-- Work to complete --
1. Answer the following questions using the Aes-103 passage.
(a) Which biomarker of red blood cell hemolysis was reduced in patients receiving Aes-103?
(b) For how many days is daily dosing planned in the Phase 2 study?
(c) In which program is Aes-103 one of the first molecules to enter clinical development?
2. Retype word for word the portion of the Aes-103 passage starting at "The reported Phase" and ending at "the TRND program.".

-- Extract provided --
■ ■ ■ ■ ■

Additional signals of potential anti-sickling activity were observed, including higher hemoglobin levels in patients receiving Aes-103 compared to placebo, as well as a reduction in LDH (a biomarker of red blood cell hemolysis). Red blood cell (RBC) sickling is a hallmark of sickle cell disease and, among other symptoms, results in more rapid RBC death in sickle cell patients than in those without the disease. Rapid RBC death in turn leads to anemia (lower levels of hemoglobin) and a rupturing of the RBC membrane, which releases LDH into the bloodstream.
Based on the positive results of AesRx’s Phase 1 and Phase 1/2a studies, a Phase 2 study has been initiated in the UK (see http://www.clinicaltrials.gov/ct2/show/NCT01987908/. It is planned as a randomized, double-blind controlled study of Aes-103 or placebo with daily dosing for 28 days in patients with sickle cell anemia.
The reported Phase 1/2a study in sickle-cell patients and the previous Phase 1 study in healthy subjects are part of a multi-institute, public-private translational research collaboration involving AesRx and two separate components of the National Institutes of Health (NIH): the National Heart, Lung, and Blood Institute (NHLBI) and the National Center for Advancing Translational Sciences (NCATS) through its Therapeutics for Rare and Neglected Diseases (TRND) program. Aes-103 is one of the first molecules to enter clinical development in the TRND program.

■ ■ ■ ■ ■

-- Supplied information --

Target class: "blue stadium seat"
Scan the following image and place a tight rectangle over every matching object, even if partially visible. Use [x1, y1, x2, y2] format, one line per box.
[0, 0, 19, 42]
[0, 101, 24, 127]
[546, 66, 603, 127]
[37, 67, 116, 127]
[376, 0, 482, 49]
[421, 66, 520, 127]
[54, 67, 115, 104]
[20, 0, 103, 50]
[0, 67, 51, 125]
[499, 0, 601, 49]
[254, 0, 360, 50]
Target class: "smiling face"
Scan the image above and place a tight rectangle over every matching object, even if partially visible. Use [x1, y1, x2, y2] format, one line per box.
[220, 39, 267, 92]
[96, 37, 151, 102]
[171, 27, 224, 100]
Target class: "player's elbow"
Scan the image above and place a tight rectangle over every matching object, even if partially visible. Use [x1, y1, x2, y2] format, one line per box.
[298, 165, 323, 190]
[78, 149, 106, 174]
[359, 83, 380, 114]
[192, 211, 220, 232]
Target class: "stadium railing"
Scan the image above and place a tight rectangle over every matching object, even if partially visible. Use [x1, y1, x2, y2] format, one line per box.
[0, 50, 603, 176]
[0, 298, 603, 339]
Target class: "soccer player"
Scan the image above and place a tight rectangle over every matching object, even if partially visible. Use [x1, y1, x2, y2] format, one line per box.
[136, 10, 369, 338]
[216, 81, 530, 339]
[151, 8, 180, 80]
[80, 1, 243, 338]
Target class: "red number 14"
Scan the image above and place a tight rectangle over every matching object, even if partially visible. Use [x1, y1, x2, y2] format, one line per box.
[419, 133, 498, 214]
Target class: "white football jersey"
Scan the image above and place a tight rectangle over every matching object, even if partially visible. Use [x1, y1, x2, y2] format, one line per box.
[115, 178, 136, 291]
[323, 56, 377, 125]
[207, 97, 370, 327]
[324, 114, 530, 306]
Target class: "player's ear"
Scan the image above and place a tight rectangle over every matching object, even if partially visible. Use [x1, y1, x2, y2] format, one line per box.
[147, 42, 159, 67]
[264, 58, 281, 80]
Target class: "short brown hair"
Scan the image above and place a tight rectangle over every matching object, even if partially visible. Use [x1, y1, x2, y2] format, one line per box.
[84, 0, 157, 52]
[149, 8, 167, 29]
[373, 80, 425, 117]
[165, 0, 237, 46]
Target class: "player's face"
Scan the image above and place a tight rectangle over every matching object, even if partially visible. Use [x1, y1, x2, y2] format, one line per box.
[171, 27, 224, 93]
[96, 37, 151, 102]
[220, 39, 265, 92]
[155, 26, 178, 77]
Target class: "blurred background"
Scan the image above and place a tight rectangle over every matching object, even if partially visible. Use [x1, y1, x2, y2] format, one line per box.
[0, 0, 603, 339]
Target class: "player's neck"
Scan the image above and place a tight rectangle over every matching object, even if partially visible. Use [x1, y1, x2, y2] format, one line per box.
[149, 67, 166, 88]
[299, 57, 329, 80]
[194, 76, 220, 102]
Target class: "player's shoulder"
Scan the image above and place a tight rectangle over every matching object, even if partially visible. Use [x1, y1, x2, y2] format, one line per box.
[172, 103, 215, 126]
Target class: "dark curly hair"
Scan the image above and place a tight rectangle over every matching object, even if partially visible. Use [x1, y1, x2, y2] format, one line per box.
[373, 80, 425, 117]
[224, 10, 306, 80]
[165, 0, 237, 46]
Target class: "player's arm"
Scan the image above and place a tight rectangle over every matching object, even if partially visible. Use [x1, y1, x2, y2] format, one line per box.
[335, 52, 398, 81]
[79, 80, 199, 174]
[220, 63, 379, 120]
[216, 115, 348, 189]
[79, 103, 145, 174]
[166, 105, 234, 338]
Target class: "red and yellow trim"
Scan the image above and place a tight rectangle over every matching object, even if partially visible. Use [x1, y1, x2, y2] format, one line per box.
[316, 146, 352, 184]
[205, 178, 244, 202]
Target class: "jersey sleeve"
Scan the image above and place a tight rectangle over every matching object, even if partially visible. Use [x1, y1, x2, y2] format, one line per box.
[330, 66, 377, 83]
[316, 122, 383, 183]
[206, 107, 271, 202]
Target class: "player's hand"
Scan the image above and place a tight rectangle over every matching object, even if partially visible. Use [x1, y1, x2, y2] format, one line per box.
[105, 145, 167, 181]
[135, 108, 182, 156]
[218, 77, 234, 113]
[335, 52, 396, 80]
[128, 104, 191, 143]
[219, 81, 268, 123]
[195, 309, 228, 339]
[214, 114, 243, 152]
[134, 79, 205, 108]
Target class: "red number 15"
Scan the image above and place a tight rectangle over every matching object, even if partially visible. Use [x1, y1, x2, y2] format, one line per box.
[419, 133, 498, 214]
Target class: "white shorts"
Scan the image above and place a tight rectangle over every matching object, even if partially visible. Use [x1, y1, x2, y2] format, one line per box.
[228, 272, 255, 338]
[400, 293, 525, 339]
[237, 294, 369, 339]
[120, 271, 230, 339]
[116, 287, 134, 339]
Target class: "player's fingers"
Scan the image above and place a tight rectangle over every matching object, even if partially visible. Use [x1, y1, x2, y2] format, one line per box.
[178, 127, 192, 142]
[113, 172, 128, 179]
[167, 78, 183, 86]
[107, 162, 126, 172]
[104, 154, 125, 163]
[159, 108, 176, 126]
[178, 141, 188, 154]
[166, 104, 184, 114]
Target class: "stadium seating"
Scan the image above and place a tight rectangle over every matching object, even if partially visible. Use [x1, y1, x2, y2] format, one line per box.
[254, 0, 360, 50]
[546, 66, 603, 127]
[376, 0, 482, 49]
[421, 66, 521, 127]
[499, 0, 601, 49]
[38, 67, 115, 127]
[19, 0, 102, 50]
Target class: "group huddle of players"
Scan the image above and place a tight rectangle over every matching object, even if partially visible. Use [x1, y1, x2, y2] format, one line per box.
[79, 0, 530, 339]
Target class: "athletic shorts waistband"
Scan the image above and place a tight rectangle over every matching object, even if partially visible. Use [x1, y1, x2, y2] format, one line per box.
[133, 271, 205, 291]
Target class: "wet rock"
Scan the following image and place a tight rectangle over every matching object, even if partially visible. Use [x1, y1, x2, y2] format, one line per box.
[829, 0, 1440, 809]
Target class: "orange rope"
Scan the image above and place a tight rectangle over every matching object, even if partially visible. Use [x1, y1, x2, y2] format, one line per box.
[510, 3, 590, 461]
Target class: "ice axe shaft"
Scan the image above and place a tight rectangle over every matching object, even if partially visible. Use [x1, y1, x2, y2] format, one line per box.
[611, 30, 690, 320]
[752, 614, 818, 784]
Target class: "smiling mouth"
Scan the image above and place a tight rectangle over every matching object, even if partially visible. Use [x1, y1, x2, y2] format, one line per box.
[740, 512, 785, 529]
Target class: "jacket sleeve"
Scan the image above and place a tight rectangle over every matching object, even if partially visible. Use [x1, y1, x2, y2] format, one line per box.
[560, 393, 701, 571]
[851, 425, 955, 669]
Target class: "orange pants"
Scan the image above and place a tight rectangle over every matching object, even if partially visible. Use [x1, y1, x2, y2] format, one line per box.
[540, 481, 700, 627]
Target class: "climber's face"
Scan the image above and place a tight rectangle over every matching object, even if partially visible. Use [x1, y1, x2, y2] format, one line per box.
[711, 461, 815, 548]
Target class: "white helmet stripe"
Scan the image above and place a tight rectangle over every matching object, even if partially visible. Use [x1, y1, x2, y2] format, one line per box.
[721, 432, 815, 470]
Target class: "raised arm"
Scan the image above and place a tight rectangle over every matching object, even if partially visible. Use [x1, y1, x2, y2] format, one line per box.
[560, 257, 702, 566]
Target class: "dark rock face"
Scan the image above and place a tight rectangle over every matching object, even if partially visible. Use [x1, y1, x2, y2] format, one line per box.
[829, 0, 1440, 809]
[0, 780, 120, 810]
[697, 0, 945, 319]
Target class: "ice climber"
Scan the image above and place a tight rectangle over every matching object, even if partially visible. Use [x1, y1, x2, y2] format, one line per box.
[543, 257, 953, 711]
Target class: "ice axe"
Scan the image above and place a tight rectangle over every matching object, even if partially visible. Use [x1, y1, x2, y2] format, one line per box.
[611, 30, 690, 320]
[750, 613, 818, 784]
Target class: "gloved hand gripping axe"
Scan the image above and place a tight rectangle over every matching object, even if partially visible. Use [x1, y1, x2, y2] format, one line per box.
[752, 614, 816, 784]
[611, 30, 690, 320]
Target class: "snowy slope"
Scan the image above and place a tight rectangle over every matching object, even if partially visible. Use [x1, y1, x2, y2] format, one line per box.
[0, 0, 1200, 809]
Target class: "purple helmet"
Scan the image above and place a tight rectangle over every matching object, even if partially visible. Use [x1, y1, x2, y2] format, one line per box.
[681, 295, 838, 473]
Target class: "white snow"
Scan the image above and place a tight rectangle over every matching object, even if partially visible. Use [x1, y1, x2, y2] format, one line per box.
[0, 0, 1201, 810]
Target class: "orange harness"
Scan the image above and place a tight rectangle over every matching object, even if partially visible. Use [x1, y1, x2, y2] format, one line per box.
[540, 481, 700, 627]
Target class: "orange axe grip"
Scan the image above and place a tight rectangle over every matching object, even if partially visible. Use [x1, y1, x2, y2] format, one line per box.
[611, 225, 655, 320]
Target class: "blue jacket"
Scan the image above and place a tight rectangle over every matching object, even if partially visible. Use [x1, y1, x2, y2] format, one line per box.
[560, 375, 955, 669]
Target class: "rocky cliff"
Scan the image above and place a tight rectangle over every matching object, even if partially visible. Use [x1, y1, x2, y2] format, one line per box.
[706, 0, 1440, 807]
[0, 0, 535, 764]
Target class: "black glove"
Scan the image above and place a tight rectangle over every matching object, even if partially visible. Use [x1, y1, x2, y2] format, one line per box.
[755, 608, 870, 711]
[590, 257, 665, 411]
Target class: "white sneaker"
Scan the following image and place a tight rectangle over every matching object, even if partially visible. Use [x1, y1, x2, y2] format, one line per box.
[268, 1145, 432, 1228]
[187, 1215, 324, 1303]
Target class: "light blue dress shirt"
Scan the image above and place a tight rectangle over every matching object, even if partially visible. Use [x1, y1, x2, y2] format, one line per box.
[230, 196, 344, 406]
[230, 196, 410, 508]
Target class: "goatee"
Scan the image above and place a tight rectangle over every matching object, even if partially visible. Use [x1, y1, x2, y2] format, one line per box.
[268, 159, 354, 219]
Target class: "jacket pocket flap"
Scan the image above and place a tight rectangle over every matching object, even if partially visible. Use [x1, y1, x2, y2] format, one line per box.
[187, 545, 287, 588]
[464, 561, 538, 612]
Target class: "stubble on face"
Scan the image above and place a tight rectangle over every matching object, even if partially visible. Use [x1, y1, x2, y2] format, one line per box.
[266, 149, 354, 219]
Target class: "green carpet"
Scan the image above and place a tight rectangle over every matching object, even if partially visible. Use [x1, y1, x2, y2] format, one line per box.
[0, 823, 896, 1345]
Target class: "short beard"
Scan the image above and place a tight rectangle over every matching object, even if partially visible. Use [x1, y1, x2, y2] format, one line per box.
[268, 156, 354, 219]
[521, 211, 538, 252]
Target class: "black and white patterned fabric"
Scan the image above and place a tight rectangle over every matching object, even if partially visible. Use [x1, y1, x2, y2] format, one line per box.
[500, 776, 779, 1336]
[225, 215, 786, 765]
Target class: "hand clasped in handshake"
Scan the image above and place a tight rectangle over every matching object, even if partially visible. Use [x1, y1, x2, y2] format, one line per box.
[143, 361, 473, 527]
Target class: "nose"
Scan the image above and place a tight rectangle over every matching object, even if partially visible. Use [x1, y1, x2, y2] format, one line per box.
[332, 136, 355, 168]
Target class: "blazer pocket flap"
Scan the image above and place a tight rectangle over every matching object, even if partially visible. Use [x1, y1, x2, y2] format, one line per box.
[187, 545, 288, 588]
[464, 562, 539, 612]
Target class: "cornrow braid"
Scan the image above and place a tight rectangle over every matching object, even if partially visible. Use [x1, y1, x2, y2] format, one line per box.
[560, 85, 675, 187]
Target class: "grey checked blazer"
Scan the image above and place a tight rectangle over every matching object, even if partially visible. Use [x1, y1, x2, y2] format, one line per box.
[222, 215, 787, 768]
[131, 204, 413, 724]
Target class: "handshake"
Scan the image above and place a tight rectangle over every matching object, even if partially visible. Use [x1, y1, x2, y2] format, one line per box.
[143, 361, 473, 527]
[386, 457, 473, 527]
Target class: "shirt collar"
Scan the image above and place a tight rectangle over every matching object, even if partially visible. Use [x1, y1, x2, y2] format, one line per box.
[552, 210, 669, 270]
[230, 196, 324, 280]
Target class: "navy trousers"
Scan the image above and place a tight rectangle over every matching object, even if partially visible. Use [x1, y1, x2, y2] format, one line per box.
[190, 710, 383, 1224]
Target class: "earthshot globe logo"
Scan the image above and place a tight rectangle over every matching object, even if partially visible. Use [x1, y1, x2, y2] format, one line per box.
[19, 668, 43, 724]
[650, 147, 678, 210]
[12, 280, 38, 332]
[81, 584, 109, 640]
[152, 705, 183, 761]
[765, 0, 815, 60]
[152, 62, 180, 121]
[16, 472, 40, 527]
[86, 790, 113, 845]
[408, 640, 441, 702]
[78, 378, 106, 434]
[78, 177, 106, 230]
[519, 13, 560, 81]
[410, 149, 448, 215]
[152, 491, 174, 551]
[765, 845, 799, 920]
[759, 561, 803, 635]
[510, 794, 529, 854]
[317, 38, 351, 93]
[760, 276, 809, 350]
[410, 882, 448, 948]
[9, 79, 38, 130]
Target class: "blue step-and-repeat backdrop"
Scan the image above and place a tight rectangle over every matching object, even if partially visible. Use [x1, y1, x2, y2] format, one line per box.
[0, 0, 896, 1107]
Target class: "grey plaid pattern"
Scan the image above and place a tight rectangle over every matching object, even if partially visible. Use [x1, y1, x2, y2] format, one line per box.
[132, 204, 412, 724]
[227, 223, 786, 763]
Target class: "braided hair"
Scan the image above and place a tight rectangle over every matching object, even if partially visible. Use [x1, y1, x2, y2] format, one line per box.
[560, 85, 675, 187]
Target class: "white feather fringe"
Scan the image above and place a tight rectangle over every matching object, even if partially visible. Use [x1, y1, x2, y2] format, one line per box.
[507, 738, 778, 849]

■ ■ ■ ■ ■

-- Answers per task --
1.
(a) LDH
(b) 28 days
(c) The Therapeutics for Rare and Neglected Diseases (TRND) program

2.
The reported Phase 1/2a study in sickle-cell patients and the previous Phase 1 study in healthy subjects are part of a multi-institute, public-private translational research collaboration involving AesRx and two separate components of the National Institutes of Health (NIH): the National Heart, Lung, and Blood Institute (NHLBI) and the National Center for Advancing Translational Sciences (NCATS) through its Therapeutics for Rare and Neglected Diseases (TRND) program. Aes-103 is one of the first molecules to enter clinical development in the TRND program.